Exercise brief: Count how many of the lines below contain the string "canopy", and give only that number.

Excerpted data:
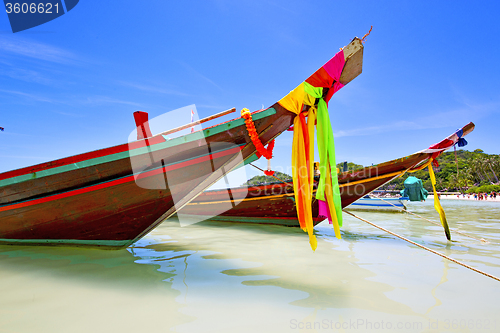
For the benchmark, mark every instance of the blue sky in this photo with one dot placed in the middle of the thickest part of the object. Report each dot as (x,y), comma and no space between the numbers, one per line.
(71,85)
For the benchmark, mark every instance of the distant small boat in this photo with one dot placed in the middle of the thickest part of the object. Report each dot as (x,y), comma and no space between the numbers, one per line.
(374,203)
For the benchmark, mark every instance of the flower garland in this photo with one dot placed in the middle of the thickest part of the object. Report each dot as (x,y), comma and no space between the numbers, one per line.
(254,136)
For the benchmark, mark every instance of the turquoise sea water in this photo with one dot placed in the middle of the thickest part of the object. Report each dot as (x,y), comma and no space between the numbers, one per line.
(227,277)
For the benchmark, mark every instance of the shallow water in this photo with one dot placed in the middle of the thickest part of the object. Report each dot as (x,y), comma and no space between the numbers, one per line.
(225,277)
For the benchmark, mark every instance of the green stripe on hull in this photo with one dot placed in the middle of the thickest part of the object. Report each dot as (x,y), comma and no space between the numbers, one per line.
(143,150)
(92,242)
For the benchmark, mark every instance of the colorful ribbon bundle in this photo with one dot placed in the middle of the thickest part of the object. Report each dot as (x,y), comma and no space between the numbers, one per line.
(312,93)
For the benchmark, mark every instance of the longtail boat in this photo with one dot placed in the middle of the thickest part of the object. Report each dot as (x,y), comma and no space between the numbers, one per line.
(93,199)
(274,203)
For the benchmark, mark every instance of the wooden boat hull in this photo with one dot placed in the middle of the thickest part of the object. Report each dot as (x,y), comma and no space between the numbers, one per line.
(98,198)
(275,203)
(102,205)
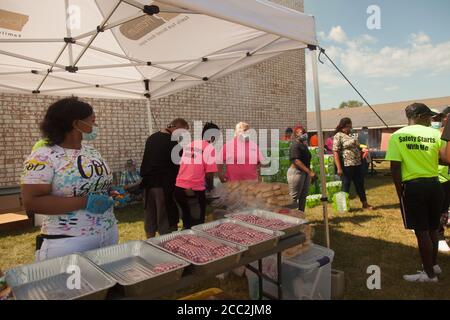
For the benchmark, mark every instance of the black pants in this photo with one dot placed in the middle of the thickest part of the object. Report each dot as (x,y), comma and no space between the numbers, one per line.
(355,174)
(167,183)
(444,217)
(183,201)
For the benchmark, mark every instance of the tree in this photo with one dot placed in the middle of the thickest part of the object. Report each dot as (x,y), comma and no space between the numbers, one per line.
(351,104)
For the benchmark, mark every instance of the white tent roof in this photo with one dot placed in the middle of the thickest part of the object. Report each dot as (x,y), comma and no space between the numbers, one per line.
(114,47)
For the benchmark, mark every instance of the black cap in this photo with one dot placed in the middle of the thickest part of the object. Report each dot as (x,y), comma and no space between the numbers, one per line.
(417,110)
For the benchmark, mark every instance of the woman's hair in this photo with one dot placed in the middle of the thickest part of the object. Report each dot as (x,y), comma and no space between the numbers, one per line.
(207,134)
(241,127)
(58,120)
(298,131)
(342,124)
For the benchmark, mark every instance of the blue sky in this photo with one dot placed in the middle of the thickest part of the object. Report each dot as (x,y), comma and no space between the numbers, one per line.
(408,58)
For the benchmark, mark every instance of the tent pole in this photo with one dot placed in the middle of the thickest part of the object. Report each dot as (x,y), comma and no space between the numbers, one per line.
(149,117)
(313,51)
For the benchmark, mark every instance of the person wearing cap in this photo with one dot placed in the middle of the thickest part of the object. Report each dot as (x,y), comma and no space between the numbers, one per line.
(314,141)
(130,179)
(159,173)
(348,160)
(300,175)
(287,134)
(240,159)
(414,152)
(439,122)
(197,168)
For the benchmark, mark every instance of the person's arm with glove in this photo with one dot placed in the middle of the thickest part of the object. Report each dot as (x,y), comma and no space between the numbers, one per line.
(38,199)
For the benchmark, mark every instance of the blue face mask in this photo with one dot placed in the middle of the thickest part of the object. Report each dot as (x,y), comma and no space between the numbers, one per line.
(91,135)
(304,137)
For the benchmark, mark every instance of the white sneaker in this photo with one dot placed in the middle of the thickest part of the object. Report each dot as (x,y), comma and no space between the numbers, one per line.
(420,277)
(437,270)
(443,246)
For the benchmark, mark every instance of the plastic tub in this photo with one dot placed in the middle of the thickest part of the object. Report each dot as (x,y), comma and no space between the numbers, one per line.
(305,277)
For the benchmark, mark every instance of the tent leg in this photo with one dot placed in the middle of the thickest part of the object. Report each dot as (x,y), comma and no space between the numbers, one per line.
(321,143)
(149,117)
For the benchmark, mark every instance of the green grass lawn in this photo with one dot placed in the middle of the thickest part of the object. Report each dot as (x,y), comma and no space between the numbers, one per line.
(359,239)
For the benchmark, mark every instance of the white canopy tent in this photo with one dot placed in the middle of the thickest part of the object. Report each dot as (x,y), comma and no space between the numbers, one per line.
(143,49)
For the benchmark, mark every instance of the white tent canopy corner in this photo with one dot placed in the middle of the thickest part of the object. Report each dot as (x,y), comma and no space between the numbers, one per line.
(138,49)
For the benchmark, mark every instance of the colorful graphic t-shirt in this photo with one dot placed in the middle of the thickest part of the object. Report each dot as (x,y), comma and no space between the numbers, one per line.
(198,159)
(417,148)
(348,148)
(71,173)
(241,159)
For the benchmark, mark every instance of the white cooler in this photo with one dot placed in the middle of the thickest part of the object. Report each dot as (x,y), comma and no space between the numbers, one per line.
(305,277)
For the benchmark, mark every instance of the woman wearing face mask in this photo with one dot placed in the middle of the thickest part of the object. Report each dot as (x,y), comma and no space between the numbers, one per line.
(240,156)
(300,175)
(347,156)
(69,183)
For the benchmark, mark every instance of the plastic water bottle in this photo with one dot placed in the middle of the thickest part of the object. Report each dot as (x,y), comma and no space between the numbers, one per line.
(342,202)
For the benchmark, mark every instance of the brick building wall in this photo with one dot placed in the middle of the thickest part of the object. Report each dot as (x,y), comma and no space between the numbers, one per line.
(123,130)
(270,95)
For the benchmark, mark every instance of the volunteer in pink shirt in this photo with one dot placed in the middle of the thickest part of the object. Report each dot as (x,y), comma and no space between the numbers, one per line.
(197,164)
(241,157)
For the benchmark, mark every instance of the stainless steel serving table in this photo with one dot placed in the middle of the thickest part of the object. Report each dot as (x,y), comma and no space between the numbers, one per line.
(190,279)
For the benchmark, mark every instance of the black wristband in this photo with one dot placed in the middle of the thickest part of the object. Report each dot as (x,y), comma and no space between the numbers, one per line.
* * *
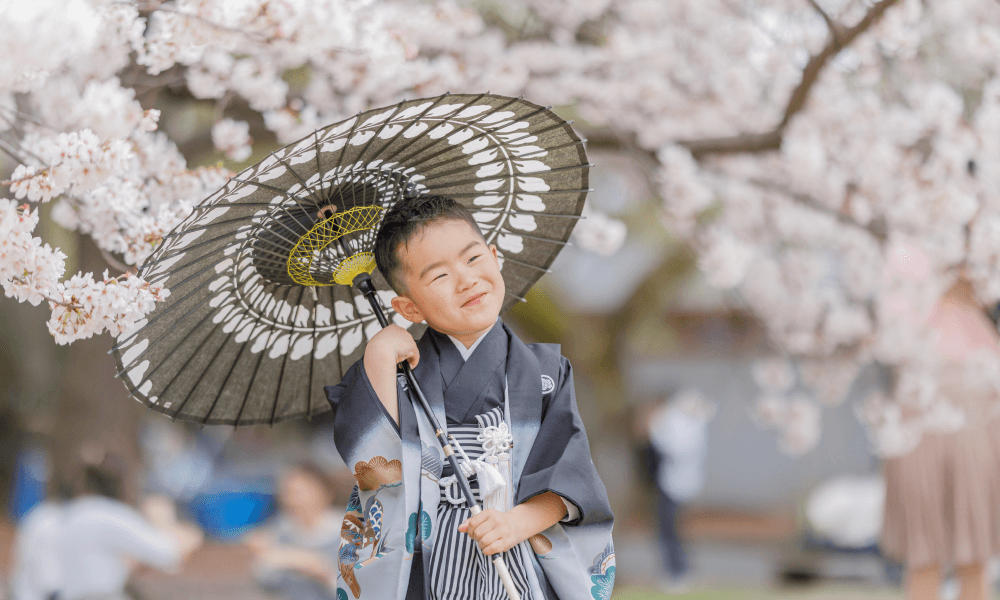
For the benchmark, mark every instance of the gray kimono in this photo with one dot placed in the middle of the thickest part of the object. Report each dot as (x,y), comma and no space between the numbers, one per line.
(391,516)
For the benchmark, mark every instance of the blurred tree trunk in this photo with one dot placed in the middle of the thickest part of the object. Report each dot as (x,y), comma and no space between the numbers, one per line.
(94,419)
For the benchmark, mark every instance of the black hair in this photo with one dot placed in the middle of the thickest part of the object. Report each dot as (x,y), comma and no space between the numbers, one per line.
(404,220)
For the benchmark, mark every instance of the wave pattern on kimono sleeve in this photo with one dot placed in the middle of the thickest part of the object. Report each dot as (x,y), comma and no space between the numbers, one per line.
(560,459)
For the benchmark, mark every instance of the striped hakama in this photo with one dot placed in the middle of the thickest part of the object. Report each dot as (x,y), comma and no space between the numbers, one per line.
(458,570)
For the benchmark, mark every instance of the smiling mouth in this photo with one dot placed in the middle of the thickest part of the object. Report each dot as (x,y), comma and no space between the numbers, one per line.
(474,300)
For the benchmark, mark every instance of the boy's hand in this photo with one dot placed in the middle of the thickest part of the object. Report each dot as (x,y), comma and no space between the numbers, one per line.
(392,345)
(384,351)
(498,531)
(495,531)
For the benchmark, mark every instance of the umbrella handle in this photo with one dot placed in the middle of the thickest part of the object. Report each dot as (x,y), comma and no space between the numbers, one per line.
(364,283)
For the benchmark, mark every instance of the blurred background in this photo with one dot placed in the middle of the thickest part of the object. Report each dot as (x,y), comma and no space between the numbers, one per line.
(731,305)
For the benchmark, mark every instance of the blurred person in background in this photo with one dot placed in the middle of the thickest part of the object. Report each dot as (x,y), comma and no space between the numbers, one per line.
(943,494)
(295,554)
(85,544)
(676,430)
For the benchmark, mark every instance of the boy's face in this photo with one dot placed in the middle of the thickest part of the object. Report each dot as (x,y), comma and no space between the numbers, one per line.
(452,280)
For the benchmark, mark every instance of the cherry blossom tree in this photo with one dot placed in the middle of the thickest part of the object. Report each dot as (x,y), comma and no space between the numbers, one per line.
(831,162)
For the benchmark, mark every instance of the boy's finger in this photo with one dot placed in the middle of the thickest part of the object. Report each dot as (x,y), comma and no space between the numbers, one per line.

Response below: 2